→ Written problem: Reproduce the data below line for line, changing nothing.

→ Record excerpts:
§ §
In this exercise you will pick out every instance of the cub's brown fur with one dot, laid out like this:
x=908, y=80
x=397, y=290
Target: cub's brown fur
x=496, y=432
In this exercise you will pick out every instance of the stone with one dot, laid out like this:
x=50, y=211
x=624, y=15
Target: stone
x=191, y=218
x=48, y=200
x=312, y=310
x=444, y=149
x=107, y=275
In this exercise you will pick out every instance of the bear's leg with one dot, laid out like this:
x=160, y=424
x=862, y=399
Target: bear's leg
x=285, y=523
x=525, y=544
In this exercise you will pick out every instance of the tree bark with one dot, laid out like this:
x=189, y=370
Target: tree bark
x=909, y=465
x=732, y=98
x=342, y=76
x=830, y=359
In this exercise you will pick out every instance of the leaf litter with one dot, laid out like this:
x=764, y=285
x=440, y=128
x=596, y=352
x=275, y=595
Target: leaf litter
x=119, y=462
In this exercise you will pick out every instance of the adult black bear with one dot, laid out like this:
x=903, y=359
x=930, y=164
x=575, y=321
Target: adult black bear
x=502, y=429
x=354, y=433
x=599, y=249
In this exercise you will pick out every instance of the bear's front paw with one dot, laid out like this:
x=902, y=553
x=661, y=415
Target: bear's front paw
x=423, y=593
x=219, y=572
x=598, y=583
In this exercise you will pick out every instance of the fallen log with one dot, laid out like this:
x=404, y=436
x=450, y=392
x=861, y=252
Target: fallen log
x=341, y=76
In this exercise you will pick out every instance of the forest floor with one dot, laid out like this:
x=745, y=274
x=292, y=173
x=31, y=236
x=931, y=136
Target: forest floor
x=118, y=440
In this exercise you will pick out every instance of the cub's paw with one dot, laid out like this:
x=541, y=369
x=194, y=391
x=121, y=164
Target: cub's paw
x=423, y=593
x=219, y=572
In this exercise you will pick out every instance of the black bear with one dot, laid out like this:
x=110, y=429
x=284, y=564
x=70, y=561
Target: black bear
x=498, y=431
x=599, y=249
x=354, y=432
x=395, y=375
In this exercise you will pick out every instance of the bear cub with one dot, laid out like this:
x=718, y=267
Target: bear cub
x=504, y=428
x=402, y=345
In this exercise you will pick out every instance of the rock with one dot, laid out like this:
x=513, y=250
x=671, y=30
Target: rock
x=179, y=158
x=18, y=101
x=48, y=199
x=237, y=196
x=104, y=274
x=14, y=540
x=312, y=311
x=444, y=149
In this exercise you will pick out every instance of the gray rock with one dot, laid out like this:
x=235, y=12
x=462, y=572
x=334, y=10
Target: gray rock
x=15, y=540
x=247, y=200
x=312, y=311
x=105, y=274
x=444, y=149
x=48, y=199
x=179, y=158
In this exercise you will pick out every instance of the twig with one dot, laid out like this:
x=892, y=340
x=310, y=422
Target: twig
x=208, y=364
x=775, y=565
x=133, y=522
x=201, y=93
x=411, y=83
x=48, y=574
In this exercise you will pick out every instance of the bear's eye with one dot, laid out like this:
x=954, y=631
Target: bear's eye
§ §
→ The output:
In this exercise you will pick out every instance of the cub's brown fur with one dot, laid out like this:
x=908, y=80
x=397, y=290
Target: cub's brown fur
x=496, y=432
In this exercise you will pick out every instance of the stone with one dot, laid out like this:
x=50, y=211
x=624, y=15
Target: stone
x=191, y=218
x=48, y=200
x=312, y=310
x=444, y=149
x=107, y=275
In this exercise you will pick out every instance of the bear's leg with one dot, laid out like this:
x=160, y=424
x=862, y=399
Target: bear's leg
x=285, y=523
x=525, y=544
In this exercise you will pick out every instance of the tree bark with one dot, laid out like this:
x=189, y=370
Target: tree bark
x=909, y=465
x=732, y=98
x=342, y=76
x=830, y=359
In this exercise you will pick out every instance of the leaf litter with one dot, laid out like this:
x=764, y=285
x=440, y=128
x=596, y=352
x=275, y=595
Target: leaf litter
x=119, y=462
In this exercise you will pick out every instance of the adult black bear with one dot, laid out like this:
x=903, y=359
x=930, y=164
x=575, y=321
Target: adult black bear
x=502, y=429
x=354, y=433
x=599, y=249
In this exercise you will pick out every instance of the bear's front paw with one dot, laid out like this:
x=902, y=553
x=661, y=415
Target: bear's front paw
x=423, y=593
x=219, y=572
x=598, y=583
In this exercise you will pick out every instance of the fallen log with one dot, laid out like this:
x=404, y=436
x=450, y=392
x=861, y=252
Target: fallen log
x=341, y=76
In this exercise you will pick out every instance of the forest floor with one dot, laid out like this:
x=745, y=274
x=292, y=173
x=31, y=236
x=931, y=136
Target: forest floor
x=118, y=440
In this exercise you will pick out every instance of the cub's paw with one dot, laid out like this:
x=541, y=369
x=194, y=391
x=121, y=164
Target: cub's paw
x=423, y=593
x=219, y=572
In this exercise you will pick out every instance of the black bear with one dot, laid out like this:
x=110, y=429
x=284, y=564
x=70, y=561
Target: black bear
x=498, y=431
x=599, y=249
x=354, y=432
x=395, y=375
In this exercise you will pick out every instance of the bear cub with one dot, laid out like this:
x=718, y=267
Target: bear cub
x=504, y=428
x=402, y=345
In this exercise you will pick out every instance of the rock with one dot, laid out like this:
x=513, y=250
x=671, y=30
Target: rock
x=179, y=158
x=18, y=101
x=48, y=199
x=237, y=196
x=104, y=274
x=14, y=540
x=312, y=311
x=444, y=149
In this exercise you will pick out every instance of the gray rock with one dot, laid out like this:
x=235, y=12
x=462, y=572
x=334, y=10
Target: gray rock
x=15, y=540
x=247, y=200
x=312, y=311
x=105, y=274
x=444, y=149
x=48, y=199
x=179, y=158
In this exercise you will pick out every instance of the twig with one dot, laid out like this:
x=892, y=340
x=310, y=422
Target: twig
x=208, y=364
x=775, y=565
x=133, y=522
x=201, y=93
x=411, y=83
x=48, y=574
In this exercise you will pick out every instance of the bear's eye with one dot, laid out like this:
x=954, y=631
Target: bear's eye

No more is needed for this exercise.